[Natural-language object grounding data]

+ + +

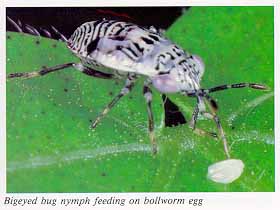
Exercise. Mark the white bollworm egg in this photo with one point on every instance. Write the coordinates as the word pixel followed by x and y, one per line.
pixel 225 171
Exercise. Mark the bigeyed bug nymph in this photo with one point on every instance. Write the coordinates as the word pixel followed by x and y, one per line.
pixel 129 51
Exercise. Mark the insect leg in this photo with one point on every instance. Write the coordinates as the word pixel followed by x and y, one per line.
pixel 44 71
pixel 199 108
pixel 130 81
pixel 216 119
pixel 148 96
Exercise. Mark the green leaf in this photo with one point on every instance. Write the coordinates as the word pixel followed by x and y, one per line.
pixel 50 147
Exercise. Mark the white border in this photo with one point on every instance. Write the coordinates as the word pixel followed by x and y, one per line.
pixel 211 200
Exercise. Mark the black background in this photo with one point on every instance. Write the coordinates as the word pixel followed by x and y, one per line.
pixel 67 19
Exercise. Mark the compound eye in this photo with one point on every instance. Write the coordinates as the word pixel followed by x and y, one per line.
pixel 199 63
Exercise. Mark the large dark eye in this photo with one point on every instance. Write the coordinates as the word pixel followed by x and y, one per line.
pixel 92 46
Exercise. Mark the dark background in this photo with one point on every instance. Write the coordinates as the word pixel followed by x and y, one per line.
pixel 67 19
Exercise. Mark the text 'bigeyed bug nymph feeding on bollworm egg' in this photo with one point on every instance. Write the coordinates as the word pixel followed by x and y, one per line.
pixel 111 49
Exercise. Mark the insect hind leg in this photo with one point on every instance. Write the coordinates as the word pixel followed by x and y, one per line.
pixel 78 66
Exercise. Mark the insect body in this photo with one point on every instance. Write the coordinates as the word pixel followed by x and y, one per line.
pixel 114 49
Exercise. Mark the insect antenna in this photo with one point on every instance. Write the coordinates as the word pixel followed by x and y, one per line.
pixel 237 85
pixel 62 37
pixel 17 26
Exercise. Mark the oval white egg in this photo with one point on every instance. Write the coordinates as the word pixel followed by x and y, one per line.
pixel 225 171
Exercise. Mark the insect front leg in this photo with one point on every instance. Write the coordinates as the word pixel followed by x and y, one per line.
pixel 148 96
pixel 129 84
pixel 216 119
pixel 199 108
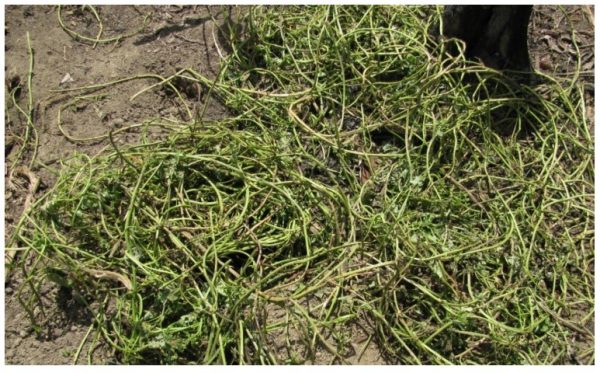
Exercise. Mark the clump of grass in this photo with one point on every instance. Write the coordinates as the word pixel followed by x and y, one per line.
pixel 361 181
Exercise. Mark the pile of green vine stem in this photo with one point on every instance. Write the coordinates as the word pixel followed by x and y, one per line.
pixel 369 190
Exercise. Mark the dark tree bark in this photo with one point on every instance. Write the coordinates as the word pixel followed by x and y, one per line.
pixel 496 34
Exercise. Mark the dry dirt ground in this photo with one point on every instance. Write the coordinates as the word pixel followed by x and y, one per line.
pixel 172 38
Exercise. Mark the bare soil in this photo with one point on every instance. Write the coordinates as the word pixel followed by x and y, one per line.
pixel 173 38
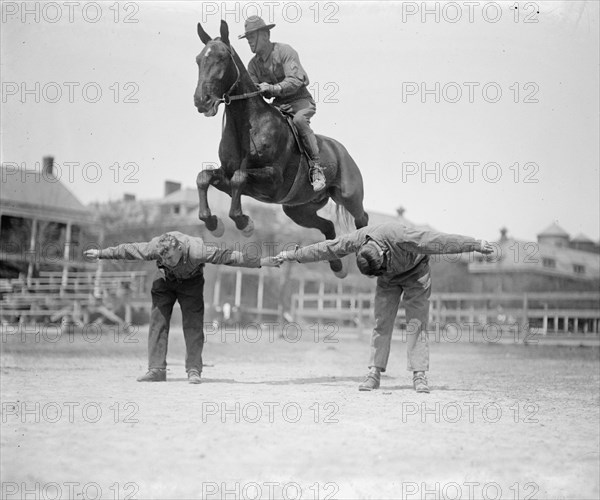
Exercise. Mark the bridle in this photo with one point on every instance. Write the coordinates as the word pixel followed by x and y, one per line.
pixel 227 97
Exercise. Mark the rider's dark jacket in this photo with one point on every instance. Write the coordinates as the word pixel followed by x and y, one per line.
pixel 282 66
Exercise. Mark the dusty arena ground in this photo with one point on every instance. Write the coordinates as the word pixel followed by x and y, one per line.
pixel 282 419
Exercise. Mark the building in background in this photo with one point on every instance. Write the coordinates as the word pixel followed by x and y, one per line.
pixel 44 227
pixel 553 263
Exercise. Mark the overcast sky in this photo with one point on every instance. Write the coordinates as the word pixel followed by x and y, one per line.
pixel 520 164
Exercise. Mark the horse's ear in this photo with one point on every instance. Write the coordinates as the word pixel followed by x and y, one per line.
pixel 204 36
pixel 224 32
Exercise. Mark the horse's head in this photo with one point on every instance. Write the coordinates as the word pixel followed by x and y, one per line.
pixel 217 71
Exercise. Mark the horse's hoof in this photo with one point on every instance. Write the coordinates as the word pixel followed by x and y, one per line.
pixel 249 229
pixel 339 268
pixel 220 229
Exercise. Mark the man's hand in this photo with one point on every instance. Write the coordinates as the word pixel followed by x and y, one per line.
pixel 286 256
pixel 93 254
pixel 265 87
pixel 269 262
pixel 486 248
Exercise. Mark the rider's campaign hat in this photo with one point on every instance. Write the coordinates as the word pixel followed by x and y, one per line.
pixel 255 23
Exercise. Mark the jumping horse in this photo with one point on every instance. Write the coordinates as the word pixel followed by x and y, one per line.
pixel 259 154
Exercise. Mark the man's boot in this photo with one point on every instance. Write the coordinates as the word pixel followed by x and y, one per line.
pixel 420 382
pixel 317 177
pixel 154 375
pixel 371 382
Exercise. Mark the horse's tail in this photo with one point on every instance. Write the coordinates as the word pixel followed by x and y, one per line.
pixel 343 218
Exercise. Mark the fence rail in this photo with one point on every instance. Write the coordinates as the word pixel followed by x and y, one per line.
pixel 573 312
pixel 74 296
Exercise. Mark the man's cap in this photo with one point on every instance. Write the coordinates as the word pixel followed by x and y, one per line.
pixel 369 259
pixel 255 23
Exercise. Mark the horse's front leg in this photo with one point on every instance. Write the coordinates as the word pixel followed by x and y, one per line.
pixel 203 181
pixel 238 182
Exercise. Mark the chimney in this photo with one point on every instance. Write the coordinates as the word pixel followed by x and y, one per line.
pixel 48 167
pixel 171 187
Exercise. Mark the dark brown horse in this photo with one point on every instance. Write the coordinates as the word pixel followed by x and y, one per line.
pixel 259 155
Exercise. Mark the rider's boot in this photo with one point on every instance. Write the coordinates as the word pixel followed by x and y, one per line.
pixel 317 177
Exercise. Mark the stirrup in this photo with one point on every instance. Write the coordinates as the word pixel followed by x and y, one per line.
pixel 317 177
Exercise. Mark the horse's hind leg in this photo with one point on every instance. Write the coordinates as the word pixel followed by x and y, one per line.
pixel 203 181
pixel 306 216
pixel 350 193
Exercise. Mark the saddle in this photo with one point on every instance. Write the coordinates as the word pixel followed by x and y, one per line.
pixel 289 117
pixel 304 166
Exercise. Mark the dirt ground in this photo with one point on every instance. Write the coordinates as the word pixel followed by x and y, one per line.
pixel 281 419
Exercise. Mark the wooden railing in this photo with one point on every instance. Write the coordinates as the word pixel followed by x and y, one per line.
pixel 574 312
pixel 56 296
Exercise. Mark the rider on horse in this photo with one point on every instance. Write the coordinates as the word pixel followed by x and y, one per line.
pixel 277 71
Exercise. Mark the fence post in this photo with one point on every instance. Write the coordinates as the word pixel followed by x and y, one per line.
pixel 525 309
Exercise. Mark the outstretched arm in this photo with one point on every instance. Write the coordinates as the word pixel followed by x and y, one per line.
pixel 433 242
pixel 326 250
pixel 130 251
pixel 212 254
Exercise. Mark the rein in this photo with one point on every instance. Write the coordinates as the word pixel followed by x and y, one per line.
pixel 227 98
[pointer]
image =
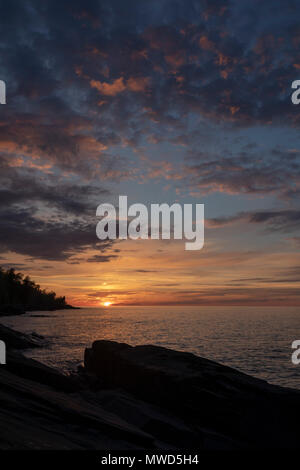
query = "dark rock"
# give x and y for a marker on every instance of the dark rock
(217, 399)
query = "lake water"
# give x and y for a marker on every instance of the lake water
(254, 340)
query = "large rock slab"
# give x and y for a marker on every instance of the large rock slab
(212, 397)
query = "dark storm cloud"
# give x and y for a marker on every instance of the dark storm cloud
(87, 79)
(262, 172)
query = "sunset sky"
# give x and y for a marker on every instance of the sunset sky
(162, 101)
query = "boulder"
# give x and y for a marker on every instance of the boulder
(210, 396)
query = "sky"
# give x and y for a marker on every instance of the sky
(162, 101)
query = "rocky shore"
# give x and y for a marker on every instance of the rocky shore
(9, 310)
(143, 397)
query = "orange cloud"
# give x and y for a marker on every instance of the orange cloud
(109, 89)
(137, 83)
(206, 44)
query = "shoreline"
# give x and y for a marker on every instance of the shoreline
(139, 398)
(11, 310)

+ + +

Exercise requirements:
Some lines above contain the word "query". Copy each of them.

Result:
query = "dark rock"
query = "lake water"
query = "large rock slab"
query = "dark storm cloud"
query = "sunset sky"
query = "boulder"
query = "sky"
query = "rocky shore"
query = "orange cloud"
query = "shoreline"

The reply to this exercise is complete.